_What you should do_.
Could you copy out all of the data below verbatim, omitting the pictures?

(Rows taken from a dataset)

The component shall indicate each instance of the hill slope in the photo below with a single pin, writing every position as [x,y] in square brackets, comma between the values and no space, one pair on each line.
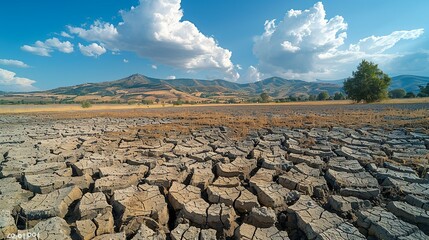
[141,87]
[410,83]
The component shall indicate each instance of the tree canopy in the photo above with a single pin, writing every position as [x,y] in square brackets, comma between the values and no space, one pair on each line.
[323,96]
[424,91]
[368,83]
[397,93]
[265,97]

_Exercise result_.
The component shall indicate each instance of the hill slope in the photo below with a single pin, writing every position as [x,y] in square brackets, comma between the values and no space, one pair on each line.
[141,87]
[410,83]
The component shall indicate each instance of the tree canopy in the photo above with a single pin, writing every position as [x,y] in square brackets, comma between the values and no space, one pair on each line.
[323,96]
[424,91]
[368,83]
[397,93]
[265,97]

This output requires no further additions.